Work to be completed: Would you write out all of the data exactly as it appears below?

◇ ◇ ◇ ◇ ◇

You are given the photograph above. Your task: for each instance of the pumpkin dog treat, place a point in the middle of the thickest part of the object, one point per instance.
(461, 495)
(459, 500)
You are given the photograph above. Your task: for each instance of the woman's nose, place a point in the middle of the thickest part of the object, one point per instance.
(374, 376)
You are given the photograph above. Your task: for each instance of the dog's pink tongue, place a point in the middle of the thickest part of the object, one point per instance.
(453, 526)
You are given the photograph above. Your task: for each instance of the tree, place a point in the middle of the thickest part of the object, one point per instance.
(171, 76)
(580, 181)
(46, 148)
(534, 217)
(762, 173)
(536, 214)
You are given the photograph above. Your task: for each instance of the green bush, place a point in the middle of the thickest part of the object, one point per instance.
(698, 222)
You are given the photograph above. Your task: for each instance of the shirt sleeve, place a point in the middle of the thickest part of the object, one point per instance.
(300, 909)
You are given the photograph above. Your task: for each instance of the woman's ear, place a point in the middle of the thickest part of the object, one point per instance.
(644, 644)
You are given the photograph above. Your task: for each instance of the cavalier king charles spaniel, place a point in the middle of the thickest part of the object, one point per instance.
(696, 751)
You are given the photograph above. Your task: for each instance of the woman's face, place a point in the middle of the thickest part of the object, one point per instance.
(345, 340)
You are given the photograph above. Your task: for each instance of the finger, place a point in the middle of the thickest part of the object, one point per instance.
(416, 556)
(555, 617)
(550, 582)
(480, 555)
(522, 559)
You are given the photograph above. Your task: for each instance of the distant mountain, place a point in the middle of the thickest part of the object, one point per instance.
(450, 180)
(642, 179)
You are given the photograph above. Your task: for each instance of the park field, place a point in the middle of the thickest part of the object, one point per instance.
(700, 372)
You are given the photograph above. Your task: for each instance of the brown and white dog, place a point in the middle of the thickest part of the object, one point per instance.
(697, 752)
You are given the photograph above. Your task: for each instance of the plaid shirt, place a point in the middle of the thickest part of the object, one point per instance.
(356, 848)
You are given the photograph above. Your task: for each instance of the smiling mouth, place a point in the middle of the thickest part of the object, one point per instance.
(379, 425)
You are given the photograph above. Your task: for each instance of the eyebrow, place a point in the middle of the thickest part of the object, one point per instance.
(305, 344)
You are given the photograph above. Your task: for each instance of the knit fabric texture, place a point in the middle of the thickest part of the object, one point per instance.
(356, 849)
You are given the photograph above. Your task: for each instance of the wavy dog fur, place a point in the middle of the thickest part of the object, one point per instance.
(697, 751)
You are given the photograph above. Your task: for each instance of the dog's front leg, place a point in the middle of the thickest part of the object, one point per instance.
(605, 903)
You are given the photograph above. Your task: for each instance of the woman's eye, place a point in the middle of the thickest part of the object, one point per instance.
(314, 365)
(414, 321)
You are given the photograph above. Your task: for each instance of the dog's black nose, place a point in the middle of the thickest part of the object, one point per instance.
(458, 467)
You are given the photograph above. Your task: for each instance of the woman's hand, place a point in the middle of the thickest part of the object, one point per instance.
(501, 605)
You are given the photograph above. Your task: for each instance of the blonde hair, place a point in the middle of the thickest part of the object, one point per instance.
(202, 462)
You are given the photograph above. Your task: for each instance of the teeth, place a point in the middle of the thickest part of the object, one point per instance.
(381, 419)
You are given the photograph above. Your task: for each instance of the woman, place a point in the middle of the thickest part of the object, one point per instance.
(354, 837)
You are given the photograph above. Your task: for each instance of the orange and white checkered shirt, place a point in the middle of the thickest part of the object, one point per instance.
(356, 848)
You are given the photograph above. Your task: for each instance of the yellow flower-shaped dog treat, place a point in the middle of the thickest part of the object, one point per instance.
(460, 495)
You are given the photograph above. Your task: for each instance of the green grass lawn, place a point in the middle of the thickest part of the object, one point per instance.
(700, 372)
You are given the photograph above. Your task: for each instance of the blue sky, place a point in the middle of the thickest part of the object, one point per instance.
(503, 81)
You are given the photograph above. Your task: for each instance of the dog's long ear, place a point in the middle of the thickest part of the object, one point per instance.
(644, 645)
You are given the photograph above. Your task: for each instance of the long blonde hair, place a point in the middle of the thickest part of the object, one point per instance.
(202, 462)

◇ ◇ ◇ ◇ ◇

Finished task:
You are given the photograph above. Your task: for each instance of the pumpkin dog treat, place a point in the middle of the thickest part of the object, one point per instance.
(461, 495)
(459, 500)
You are given the photograph above. Your task: for each instance of the woman's nose, place a point in the middle of the thickest part of the object, one point per instance.
(374, 376)
You are given the photograph above. Your task: for each instance of the dog's pink tongue, place a point in the middle of the thickest part of the object, one point per instance.
(453, 526)
You are given the photograph above. Your task: for each instance of the tree, place a point in the middle of the thickest part of the object, one point per instance.
(171, 76)
(580, 181)
(46, 148)
(534, 217)
(762, 173)
(536, 214)
You are given the photograph above. Your task: for each instance of the green bush, place a point in the middle of the thickest part of the object, one point per instance.
(698, 222)
You are given the photograph above. Your task: for each instance of the shirt sleeve, place a point in the middle of the thickest part of the object, one point per instance.
(300, 909)
You are given the photograph above. Your task: for each instance of the woman's ear, place a point in the middle of the thickest part of the object, one point per instance.
(644, 644)
You are given the photograph above. Your task: for each instance of the cavalier king charles spaniel, place a point in the middle of the thickest part of the object, one point per instance.
(696, 751)
You are given the photograph above. Your task: for each instance of the woman's face, place a point in the middle of the thickest part of the object, one point per instance.
(345, 340)
You are given the photograph above. Your task: for each instance of the finger, place a point in the middle of the thickest part of the object, one point per instance.
(416, 556)
(555, 617)
(550, 582)
(480, 555)
(522, 559)
You are given the photograph above. Your task: for each instance of the distant mountain, place a point in the middle of the thickest part of the object, one point per instance.
(450, 180)
(642, 179)
You are given the photograph above. Your task: for each instance of the park field, place a point in the middle of the thickest part of the object, one point per instance.
(700, 372)
You are given the photograph above. Your task: for each instance of the brown and white dog, place a point in the middle of the thickest part of the object, one point per instance.
(697, 752)
You are given the photograph above. Your task: for each instance of the plaid shirt, place a point in the middle of the thickest part of the object, one point per instance.
(356, 848)
You are given the photograph above. Your task: for each instance of the smiling mouth, place a point in the middle of the thickest part of the object, one point per instance.
(379, 425)
You are given the photograph above. Your task: for each instance of the eyebrow, place a point in the middle of the thickest part of the object, one point per instance.
(305, 344)
You are given the photograph above. Your task: for each instance of the knit fabric texture, place a point in the middle of the thickest part of the object, one point per instance.
(356, 849)
You are given the photograph above. Your task: for each instance of the wavy dog fur, place a point in the middle of the thickest part of the object, one point per instance.
(697, 751)
You are given the photograph above. Your task: for each instance of the dog's front leg, place a point in the middle of the thickest part of the object, one point per instance.
(605, 903)
You are given the photograph above. Your task: for each instance of the woman's eye, place a point in the middle of the thickest part of the object, one point per instance.
(314, 365)
(414, 321)
You are given the photograph above. Your task: for each instance of the dog's black nose, place a point in the middle of the thickest part of the object, one point per instance.
(458, 467)
You are given the photograph above. Your task: for each instance of the woman's hand, place a point in the middle of the thickest part of the object, one point per instance.
(501, 605)
You are given the photograph above. Your task: for each instance of the blonde hair, place a point in the middle of the thickest part of the object, one point per instance.
(202, 462)
You are given the photograph above. Your task: for each instance of the teeth, place a point in the middle of the thickest part of the object, one point per instance.
(381, 419)
You are given the photograph above. Your task: for each instance of the woman, place a point in the middle of the thickest part of the object, one point per instance.
(354, 837)
You are given the photograph above. Your task: for each instance of the orange and white checkered shirt, place a point in the middle of the thickest part of the object, one point per instance.
(356, 848)
You are given the photograph above. Your task: for each instance of the yellow flower-shaped dog treat, place a point in the middle of the thickest part of the object, one point per instance.
(460, 495)
You are given the photograph above. Your task: for each instance of the green grass lawn, place a point in the middle of the thickest part of the object, one point per instance.
(700, 372)
You are given the photograph above. Your task: for each instance of the blue sky, place a point in the middle of the thickest part of the object, one point per instance.
(503, 81)
You are given the photograph above. Your task: for each instance of the dog's long ear, place a point in the middle of the thickest part of the object, one point per instance.
(644, 645)
You are given the photograph above. Your task: for each instance of the long blonde hair, place a point in the middle of the thickest part of the object, one point per instance.
(202, 462)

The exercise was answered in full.